- WHAT YOU NEED TO DO -
Extract every line of the rows below that contains the word "concrete", matching case exactly.

Entries from a collection
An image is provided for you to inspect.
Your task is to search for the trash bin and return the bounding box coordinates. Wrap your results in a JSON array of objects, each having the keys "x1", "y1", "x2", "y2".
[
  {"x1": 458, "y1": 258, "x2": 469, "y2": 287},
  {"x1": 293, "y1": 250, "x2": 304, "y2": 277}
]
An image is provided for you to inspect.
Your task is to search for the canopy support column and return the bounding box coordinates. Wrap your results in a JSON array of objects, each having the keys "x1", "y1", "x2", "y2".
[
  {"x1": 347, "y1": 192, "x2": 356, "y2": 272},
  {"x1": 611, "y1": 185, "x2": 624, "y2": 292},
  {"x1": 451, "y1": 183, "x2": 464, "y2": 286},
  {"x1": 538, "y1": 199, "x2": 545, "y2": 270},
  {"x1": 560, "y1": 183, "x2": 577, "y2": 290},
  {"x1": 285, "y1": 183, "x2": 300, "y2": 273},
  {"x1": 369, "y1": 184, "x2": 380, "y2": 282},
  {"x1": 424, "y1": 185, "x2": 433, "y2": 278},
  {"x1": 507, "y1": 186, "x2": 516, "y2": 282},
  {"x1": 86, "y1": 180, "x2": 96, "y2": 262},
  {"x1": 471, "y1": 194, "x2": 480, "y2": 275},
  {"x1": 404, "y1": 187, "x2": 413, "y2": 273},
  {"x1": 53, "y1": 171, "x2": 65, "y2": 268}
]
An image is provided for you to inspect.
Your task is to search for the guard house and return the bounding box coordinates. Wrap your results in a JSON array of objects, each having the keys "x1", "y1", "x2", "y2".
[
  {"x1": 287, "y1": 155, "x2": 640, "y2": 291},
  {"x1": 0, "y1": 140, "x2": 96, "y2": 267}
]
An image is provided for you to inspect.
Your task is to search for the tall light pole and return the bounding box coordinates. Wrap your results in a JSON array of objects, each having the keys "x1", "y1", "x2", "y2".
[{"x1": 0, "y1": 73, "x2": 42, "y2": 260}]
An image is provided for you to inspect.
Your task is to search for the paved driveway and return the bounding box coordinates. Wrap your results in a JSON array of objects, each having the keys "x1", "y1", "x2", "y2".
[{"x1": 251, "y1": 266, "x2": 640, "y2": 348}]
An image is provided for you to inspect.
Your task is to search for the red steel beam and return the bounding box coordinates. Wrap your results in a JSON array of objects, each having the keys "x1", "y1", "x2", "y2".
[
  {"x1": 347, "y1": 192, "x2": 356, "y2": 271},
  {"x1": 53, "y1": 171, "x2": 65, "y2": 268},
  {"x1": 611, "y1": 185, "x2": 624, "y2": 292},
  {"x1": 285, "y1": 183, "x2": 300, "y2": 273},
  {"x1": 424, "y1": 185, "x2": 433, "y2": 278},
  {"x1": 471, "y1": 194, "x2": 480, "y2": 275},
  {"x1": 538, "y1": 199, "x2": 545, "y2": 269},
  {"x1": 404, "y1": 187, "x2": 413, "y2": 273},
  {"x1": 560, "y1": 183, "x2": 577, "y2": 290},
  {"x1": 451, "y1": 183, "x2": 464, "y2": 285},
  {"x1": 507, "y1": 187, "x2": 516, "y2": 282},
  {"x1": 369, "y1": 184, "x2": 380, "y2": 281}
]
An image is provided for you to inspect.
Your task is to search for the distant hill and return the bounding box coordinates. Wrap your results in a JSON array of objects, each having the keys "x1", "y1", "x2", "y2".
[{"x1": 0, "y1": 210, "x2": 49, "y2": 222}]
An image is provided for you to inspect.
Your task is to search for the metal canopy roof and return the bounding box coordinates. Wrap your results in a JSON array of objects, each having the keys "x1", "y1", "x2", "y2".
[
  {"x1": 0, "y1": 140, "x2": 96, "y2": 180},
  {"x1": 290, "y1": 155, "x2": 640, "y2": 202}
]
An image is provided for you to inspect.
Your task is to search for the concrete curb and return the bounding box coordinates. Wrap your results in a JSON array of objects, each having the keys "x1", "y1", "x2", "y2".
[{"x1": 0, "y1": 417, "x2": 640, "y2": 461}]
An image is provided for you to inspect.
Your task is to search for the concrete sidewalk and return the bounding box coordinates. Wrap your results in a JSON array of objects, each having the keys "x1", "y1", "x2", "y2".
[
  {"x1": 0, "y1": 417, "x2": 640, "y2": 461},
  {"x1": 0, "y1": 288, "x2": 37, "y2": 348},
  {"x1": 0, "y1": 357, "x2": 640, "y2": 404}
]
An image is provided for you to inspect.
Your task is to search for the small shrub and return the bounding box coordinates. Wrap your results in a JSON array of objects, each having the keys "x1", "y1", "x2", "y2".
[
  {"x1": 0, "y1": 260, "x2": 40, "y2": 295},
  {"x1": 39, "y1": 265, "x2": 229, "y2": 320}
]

- RESPONSE TO THIS EXERCISE -
Your task is to search for the concrete curb and return the bounding box coordinates. Wrap your results in a JSON array of objects, each having the keys "x1", "y1", "x2", "y2".
Your task is to search for the concrete sidewalk and return the bounding box coordinates. Wrap your results in a JSON array of objects, each having the keys "x1", "y1", "x2", "y2".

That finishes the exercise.